■ Required tasks:
(a) Answer these questions from the blog post on the Bay Area real estate market:
(i) Understanding what concept first drew the writers to libertarianism?
(ii) Which newspaper published the story the post discusses?
(iii) Whom did Patrick May interview for that story?
(b) Write the next part of the blog post on the Bay Area real estate market, picking up after its final sentence.

[Start Source extract]

Monday, May 2, 2011

Fear and Loathing in the Bay Area's Real Estate Market

One of the things that first piqued our interest in libertarianism was our effort to understand the concept of property taxes. To us, either you own property or you don't, and if the government can theoretically take your property without your consent if you don't pay those taxes, what does it really mean to say you "own" it? We had a similar set of thoughts during the run of the housing boom five years ago, when we knew lots of people buying properties all over LA and Orange Counties and selling them for quick profits, as well as others who thought nothing of trading up to new houses almost every year. Then, we thought: is your property still your home when you're able to treat it as disposable? And what does "home ownership" mean for highly-leveraged borrowers whose claim to the home doesn't go much beyond sleeping there at night? More recently, as California's housing market has imploded, we've wondered about the "stalling" effect of government programs that aim at averting foreclosures but have the effect of dragging the process out. What does "home ownership" mean when the glacial pace of bureaucracy is the only reason you have a roof over your head? And taking all of these things together, what does the concept of private property mean when so many forces are working to erode it?

The good kind of anarchy.
If this story from the San Jose Mercury News is to be believed, the answer is "anarchy". And not the good kind. Interviewing realtors throughout the Bay Area, Patrick May weaves a crazy tale of "short-sale funny business, fake landlords, mold-slimed foreclosure properties, bogus real estate agents and yappin’ junkyard dogs", as well as "upside-down homeowners, overwhelmed banks and cash-toting low-ballers". All of it being the result of collapsing home prices, "Kafkaesque" lending practices by banks, and Federal regulations creating backlogs of repossessed homes. As a result, large numbers of underwater borrowers have been able to game the system, living rent-free for months or years while the foreclosure process drags on.

[End Source extract]
[Start Listed entries]

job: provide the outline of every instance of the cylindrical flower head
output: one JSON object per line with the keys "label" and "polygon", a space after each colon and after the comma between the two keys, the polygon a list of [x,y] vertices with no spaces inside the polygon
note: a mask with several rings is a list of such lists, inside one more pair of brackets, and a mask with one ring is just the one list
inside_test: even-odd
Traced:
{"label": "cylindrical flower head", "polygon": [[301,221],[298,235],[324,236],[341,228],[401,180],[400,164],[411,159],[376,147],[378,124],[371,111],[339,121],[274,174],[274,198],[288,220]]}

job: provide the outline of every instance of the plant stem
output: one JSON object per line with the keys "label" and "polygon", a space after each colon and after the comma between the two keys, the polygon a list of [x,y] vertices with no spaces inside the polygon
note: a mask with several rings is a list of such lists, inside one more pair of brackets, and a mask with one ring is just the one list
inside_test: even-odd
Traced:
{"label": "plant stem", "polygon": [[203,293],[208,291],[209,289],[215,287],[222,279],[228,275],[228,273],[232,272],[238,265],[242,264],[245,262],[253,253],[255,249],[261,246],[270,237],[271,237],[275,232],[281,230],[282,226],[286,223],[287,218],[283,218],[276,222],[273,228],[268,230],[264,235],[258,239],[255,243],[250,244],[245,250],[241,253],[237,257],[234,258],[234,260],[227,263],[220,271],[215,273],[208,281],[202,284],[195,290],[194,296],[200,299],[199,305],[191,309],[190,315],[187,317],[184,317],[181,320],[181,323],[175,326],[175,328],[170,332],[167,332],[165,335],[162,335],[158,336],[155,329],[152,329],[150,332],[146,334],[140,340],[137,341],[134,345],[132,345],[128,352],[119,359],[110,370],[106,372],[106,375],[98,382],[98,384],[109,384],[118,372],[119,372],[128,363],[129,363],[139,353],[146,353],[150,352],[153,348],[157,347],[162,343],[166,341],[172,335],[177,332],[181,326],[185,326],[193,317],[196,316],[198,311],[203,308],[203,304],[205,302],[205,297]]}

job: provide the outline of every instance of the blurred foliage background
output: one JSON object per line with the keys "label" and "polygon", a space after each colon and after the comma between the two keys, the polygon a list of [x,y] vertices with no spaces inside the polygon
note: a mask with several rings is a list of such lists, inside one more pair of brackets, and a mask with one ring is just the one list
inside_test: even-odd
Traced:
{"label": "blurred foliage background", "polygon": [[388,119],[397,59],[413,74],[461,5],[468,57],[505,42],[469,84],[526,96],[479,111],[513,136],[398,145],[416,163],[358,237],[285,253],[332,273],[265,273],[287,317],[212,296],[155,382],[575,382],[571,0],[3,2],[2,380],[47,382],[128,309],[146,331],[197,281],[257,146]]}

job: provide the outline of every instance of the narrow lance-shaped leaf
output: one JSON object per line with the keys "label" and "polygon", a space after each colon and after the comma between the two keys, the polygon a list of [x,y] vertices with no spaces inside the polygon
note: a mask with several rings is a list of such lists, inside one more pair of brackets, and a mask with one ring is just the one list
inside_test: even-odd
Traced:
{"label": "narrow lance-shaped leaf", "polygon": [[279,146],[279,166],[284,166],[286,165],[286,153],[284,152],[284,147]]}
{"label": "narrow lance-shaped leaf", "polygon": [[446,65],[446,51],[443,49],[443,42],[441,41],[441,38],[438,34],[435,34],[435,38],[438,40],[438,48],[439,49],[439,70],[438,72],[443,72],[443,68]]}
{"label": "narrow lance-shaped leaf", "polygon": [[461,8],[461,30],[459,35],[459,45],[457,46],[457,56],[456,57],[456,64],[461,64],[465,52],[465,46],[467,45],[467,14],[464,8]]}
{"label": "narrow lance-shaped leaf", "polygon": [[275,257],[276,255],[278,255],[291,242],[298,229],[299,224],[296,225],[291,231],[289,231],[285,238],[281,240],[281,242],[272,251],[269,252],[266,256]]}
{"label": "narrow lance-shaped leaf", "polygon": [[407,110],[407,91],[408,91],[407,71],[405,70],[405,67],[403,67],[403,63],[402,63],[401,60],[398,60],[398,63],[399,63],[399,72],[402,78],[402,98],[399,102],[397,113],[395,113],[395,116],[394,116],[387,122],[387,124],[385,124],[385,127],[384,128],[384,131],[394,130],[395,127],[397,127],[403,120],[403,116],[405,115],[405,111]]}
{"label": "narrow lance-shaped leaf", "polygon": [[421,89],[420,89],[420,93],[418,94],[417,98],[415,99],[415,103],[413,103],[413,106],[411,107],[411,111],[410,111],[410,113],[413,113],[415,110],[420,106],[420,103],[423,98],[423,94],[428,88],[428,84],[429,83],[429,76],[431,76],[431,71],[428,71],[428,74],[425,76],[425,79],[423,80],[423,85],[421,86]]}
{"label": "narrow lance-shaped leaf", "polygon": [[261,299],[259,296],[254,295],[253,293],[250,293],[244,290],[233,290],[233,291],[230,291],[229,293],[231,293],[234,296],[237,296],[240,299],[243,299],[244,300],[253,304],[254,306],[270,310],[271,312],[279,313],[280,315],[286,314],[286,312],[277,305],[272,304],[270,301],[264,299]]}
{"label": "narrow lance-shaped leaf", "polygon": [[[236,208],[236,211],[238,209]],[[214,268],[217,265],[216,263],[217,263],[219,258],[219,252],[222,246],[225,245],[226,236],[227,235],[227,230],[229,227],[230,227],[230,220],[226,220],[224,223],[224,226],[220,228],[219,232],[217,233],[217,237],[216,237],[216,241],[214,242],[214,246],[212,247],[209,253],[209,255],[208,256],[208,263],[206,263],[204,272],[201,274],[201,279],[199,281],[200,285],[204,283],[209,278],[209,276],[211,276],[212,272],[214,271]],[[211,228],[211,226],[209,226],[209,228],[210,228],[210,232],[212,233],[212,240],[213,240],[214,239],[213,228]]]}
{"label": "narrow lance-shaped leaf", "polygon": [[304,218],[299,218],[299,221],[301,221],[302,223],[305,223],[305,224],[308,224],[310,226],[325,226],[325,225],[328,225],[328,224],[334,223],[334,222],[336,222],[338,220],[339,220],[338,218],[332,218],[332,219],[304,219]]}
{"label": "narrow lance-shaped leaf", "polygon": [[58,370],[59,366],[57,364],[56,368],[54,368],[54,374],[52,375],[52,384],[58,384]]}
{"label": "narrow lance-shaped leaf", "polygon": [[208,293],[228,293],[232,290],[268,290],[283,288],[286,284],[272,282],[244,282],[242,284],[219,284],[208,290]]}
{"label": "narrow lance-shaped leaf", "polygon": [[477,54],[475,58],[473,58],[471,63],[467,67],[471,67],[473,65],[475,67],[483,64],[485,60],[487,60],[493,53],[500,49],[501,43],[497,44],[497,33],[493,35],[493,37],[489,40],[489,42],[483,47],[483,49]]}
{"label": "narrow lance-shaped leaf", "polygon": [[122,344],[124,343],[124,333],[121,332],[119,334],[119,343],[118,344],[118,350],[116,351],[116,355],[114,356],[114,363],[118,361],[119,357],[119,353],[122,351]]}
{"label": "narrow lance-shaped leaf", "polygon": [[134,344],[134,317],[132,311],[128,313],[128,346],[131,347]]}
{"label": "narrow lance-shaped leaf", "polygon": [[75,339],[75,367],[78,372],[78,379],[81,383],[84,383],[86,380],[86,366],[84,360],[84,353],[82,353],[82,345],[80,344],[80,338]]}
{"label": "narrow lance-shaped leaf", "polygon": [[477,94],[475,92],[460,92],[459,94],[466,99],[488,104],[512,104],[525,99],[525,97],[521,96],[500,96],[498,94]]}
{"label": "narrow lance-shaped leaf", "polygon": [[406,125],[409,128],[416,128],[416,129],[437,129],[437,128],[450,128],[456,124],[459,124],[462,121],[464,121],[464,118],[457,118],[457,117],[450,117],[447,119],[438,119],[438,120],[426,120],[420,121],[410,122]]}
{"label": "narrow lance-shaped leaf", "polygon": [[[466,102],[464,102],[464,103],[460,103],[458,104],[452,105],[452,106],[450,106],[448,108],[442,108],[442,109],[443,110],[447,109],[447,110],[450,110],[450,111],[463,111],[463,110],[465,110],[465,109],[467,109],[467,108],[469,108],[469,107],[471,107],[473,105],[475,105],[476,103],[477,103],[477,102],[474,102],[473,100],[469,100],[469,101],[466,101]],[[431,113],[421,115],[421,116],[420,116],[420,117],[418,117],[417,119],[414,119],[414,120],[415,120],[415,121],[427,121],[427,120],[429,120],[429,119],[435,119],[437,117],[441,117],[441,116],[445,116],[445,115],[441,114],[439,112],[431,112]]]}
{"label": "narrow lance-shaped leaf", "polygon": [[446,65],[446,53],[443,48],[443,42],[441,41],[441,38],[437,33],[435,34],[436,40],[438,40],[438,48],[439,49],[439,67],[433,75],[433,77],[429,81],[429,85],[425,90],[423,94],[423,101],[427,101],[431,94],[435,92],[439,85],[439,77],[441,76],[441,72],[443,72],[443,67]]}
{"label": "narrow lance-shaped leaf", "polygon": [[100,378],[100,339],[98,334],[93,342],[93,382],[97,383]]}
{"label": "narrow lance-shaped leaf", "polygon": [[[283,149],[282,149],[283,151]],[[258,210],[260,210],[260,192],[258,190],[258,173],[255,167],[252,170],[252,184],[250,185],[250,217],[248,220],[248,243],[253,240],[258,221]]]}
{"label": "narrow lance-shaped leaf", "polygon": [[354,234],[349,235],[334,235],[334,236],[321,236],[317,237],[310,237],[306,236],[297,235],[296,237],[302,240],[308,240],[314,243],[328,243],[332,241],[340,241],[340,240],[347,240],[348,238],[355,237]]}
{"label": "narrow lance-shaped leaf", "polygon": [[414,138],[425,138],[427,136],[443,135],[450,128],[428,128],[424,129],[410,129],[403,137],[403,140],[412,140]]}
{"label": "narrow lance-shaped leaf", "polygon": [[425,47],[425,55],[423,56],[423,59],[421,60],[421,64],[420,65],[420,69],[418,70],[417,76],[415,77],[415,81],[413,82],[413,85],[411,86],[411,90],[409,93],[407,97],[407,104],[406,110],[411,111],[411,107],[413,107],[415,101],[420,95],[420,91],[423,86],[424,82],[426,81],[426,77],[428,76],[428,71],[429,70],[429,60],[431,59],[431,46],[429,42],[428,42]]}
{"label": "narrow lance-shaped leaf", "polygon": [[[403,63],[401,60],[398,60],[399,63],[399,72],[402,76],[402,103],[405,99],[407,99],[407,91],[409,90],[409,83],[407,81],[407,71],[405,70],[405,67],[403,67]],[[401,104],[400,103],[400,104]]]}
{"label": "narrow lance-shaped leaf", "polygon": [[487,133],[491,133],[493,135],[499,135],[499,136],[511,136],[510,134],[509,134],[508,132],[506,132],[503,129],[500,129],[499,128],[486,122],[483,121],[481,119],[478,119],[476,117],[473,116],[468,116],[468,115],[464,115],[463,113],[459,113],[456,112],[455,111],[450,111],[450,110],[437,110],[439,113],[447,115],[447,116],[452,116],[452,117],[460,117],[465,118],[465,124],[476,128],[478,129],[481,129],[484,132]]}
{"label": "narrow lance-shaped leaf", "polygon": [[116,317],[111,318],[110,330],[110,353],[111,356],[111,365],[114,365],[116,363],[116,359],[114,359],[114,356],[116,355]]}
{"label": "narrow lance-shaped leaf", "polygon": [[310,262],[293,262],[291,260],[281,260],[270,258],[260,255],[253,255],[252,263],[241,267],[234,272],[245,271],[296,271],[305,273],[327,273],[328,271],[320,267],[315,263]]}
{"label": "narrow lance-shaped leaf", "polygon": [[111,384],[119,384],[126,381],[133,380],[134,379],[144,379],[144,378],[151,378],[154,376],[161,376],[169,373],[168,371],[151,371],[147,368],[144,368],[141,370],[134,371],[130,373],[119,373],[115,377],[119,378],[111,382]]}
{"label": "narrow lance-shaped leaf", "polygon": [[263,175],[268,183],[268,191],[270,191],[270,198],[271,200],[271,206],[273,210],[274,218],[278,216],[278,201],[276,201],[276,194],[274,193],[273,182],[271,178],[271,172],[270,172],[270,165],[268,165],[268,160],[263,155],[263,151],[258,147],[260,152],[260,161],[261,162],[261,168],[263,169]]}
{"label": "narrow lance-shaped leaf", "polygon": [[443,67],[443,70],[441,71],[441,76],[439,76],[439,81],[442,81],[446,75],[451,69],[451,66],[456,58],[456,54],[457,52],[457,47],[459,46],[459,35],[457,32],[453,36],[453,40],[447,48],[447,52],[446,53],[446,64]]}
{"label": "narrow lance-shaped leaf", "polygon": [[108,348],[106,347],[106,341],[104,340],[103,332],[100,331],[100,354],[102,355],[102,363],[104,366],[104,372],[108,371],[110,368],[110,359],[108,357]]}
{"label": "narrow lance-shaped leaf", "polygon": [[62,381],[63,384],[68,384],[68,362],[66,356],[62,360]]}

[End Listed entries]
[Start Listed entries]

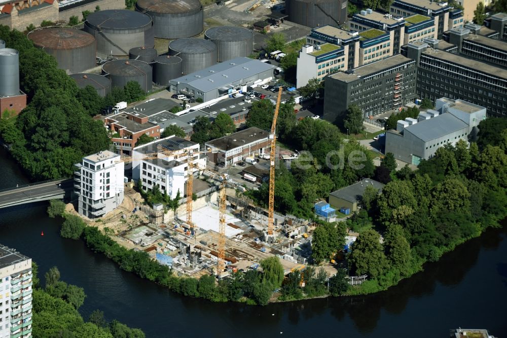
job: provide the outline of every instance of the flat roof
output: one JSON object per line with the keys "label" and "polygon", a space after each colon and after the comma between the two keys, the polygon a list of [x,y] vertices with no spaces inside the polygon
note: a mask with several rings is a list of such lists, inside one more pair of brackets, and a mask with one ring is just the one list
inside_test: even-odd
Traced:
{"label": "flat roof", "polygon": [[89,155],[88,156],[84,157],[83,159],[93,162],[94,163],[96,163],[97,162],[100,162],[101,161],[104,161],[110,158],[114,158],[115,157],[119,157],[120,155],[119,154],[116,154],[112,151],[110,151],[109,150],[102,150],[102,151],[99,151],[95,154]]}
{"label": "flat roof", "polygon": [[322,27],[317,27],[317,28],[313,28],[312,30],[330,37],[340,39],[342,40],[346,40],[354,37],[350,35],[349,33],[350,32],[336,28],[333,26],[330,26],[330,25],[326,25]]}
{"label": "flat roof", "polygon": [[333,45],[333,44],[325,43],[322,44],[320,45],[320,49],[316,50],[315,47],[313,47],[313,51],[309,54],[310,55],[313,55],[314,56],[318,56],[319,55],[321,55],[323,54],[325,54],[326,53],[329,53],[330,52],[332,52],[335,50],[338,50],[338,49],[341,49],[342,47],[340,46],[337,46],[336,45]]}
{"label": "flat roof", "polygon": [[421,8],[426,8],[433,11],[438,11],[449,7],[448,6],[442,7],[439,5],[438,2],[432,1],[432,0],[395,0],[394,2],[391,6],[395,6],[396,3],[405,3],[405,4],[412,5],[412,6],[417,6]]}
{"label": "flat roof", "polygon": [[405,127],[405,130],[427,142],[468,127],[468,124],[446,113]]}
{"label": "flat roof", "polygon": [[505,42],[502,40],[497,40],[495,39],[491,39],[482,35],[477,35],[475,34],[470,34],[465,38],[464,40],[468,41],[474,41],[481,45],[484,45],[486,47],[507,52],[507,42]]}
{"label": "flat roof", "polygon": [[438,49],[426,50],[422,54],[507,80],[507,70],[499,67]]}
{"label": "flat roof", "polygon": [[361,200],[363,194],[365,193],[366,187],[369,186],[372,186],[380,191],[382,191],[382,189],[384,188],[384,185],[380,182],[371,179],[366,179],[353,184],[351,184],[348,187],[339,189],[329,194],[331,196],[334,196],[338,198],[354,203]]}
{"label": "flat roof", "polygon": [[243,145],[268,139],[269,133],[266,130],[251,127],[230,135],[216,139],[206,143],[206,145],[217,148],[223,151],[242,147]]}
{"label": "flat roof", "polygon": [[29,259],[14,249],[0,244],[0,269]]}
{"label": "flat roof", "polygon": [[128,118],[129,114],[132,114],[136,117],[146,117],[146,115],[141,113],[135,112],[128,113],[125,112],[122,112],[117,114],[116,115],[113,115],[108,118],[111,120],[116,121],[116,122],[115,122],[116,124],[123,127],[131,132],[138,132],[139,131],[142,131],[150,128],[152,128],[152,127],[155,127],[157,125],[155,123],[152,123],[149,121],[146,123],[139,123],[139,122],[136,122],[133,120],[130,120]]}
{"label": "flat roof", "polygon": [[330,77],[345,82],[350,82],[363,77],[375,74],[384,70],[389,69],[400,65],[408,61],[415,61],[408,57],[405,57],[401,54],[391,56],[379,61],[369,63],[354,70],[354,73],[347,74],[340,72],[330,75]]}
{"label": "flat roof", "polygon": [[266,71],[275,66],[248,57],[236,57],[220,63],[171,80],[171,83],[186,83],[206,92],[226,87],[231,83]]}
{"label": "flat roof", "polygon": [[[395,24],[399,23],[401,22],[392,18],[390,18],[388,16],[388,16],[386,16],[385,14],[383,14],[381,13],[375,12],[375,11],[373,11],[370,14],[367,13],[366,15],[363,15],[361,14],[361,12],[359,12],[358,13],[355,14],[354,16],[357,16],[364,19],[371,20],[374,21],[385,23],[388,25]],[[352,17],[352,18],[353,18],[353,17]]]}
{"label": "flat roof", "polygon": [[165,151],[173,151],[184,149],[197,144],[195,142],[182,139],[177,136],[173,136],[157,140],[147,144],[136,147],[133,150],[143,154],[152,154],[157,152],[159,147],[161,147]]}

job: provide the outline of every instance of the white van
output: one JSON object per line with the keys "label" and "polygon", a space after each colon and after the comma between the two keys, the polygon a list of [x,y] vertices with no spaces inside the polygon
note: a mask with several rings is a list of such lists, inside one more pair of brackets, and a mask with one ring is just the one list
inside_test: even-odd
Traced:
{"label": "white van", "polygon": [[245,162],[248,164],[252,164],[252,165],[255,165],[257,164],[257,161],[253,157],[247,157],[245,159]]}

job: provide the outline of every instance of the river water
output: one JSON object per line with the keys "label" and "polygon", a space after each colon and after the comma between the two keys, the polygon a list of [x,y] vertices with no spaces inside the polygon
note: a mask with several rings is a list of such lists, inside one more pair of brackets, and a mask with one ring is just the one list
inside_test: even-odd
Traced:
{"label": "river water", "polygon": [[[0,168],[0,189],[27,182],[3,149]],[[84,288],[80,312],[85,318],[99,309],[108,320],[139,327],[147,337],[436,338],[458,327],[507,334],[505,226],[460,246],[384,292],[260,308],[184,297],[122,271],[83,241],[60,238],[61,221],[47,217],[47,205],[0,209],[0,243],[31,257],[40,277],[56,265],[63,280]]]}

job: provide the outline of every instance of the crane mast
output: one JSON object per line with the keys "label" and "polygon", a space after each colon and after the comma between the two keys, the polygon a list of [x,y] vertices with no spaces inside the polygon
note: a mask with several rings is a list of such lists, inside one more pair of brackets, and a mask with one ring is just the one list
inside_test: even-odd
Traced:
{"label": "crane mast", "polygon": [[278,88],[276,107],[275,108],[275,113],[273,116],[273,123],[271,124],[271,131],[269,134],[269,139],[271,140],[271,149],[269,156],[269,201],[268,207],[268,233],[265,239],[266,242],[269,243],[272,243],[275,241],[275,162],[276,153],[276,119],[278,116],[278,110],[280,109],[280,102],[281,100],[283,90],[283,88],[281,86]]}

[End Listed entries]
[Start Listed entries]

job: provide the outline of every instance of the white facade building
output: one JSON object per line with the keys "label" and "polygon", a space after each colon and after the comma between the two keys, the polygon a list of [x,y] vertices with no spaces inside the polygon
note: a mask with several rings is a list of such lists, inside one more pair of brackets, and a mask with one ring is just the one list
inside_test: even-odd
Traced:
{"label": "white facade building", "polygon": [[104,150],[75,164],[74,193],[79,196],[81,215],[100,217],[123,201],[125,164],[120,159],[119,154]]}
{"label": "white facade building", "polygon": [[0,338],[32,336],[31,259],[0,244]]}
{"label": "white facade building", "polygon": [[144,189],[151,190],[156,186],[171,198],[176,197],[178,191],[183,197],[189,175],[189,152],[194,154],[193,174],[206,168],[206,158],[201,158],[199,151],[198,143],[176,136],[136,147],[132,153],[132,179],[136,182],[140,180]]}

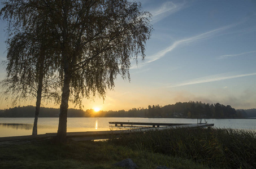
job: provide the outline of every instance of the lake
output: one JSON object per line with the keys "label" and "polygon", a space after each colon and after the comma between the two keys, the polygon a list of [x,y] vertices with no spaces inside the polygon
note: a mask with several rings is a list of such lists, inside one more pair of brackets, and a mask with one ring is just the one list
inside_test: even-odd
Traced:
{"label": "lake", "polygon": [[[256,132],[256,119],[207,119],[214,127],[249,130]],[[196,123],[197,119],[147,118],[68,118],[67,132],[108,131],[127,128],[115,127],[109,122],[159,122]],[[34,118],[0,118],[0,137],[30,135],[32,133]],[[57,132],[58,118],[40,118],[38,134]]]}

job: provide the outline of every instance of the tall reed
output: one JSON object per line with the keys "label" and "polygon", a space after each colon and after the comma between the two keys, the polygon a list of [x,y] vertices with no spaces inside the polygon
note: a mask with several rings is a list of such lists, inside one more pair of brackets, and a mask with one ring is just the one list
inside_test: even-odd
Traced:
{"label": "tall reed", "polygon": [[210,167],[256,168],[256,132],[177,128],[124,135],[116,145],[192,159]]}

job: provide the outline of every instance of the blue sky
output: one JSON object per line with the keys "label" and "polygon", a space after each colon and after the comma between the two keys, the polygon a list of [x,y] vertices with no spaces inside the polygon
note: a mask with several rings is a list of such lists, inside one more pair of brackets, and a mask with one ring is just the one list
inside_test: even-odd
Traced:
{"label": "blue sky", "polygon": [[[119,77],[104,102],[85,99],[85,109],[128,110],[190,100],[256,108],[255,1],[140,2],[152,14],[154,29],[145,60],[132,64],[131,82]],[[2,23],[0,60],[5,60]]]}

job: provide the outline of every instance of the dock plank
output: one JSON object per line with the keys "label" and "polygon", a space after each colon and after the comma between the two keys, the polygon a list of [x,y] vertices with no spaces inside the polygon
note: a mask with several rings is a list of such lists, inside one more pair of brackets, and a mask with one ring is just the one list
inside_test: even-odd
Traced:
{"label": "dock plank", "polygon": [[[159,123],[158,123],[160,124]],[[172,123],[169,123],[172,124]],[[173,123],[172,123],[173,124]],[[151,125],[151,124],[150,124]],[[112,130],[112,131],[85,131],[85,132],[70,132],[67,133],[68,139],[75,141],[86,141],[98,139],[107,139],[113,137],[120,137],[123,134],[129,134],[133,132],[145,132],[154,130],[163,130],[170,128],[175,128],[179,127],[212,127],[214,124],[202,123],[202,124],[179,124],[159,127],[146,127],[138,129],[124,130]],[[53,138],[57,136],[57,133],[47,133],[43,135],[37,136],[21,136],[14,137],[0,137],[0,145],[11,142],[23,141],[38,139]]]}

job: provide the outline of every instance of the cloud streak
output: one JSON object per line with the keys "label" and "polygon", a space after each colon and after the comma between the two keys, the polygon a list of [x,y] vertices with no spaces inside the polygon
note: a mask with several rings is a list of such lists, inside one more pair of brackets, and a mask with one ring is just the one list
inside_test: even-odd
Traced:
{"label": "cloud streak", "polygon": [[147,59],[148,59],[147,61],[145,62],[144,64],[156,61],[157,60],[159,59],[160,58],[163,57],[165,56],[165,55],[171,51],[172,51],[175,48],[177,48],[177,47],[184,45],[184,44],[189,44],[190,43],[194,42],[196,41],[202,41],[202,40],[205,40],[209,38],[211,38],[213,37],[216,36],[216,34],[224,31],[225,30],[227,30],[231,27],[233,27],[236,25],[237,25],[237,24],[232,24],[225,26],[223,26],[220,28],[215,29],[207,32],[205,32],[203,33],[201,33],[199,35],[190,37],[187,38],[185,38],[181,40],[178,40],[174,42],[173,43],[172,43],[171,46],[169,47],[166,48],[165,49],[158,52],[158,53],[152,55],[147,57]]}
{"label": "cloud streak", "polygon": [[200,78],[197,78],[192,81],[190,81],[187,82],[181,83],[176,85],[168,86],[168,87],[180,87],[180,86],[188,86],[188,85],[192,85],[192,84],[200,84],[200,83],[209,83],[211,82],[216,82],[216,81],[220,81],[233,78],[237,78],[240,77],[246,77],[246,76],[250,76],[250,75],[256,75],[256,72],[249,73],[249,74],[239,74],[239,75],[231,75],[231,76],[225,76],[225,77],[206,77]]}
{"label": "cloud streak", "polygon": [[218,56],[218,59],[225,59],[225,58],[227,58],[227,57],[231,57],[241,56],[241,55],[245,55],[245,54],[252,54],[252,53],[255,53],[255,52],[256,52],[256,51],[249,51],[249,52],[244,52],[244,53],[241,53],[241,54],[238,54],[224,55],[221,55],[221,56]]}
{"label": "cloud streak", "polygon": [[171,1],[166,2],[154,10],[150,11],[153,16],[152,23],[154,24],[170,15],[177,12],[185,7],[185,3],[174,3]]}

[End Listed entries]

■ Answers:
(a)
(i) Property taxes.
(ii) The San Jose Mercury News.
(iii) Realtors throughout the Bay Area.

(b)
And the system-gaming May describes is simply epic. Some examples:
  • Broke homeowners re-key the locks and rent their property out to unsuspecting tenants
  • One home in Vallejo had its walls ripped out and the copper piping stripped away before the owner was removed
  • Another home in Oakland turned into an unofficial neighborhood dump
  • One San Francisco duplex had a church congregation of squatters, who even moved pews and an organ into the space
  • Condo owners who run extension cords into shared hallways to take advantage of common-area outlets
  • "Buy and bail" deals, where one half of an underwater-home-owning couple pays cash for a new home in his/her name, and the couple defaults on the first house once the new home has closed
  • Owners who buy repossessed properties with cash, and turn them into marijuana farms
While these stories amused us, it is sad that this is what the housing market and the concept of property rights have become in California. And, of course, government intervention is responsible for incentivizing much of this behavior.

2 comments:

  1. One neighbor of mine on the street north of mine was flipping homes and got caught short. That resulted in a nasty divorce; the husband filled the drains with concrete, shredded the walls with a sledgehammer, and otherwise did mischief to the house. With the drains plugged, the home was uninhabitable, so no lender would make a loan on the property. It sat there for months until someone finally came in and made a cash offer on the property and cleaned out the drains and repaired the other damage. Pretty brutal.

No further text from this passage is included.